Problem details:
From the listing below, extract every line containing "white".
*** Dataset content Section Begins ***
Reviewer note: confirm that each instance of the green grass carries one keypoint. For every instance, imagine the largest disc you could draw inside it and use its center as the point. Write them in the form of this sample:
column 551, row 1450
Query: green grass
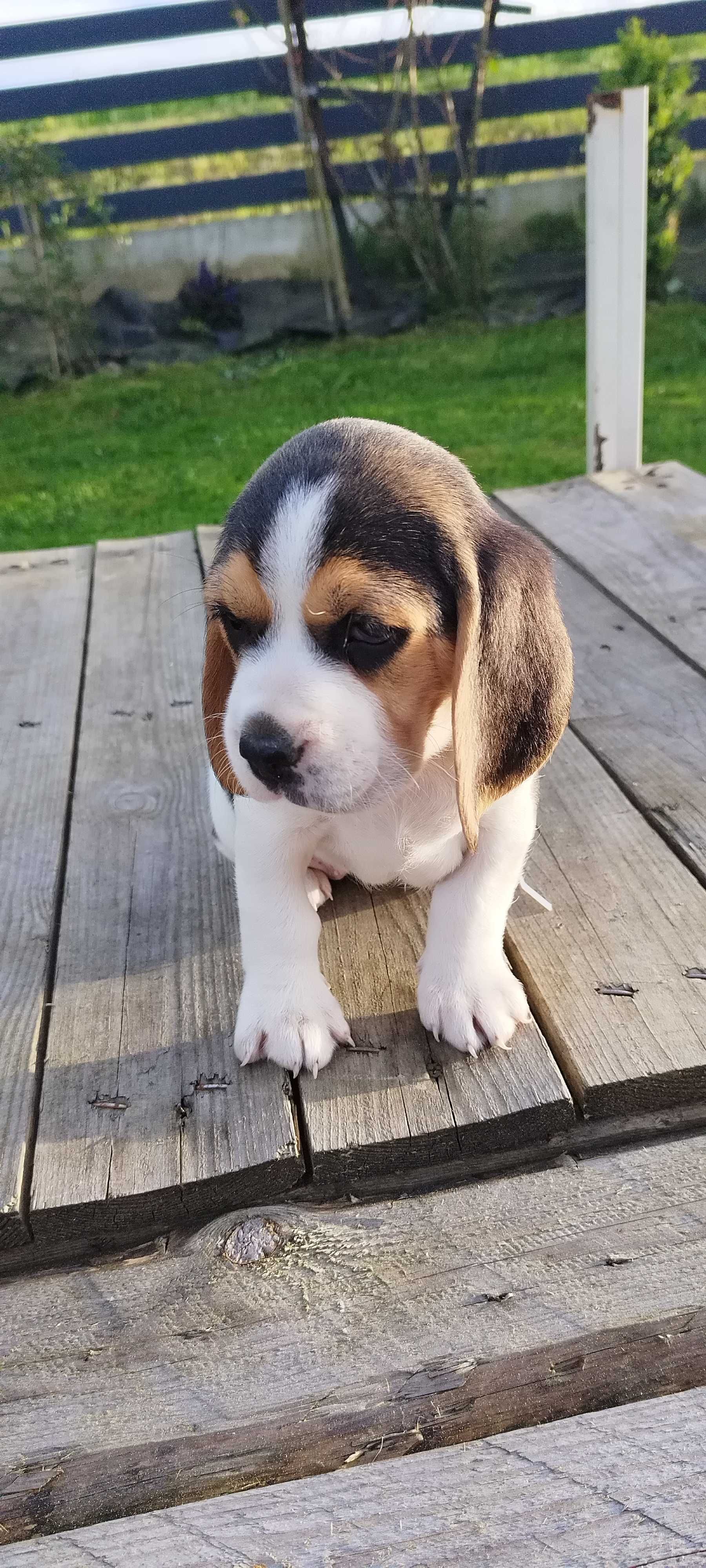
column 172, row 448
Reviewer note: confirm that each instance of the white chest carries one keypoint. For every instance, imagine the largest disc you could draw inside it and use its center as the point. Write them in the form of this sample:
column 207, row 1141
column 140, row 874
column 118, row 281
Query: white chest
*** Dataset content Section Ends ***
Result for this exercise:
Reviewer note: confirm that each instance of the white chest carries one keypoint. For every instance, imagine the largest disc you could draw inside it and use its center as the point. Write them in the form of this sample:
Query: white chest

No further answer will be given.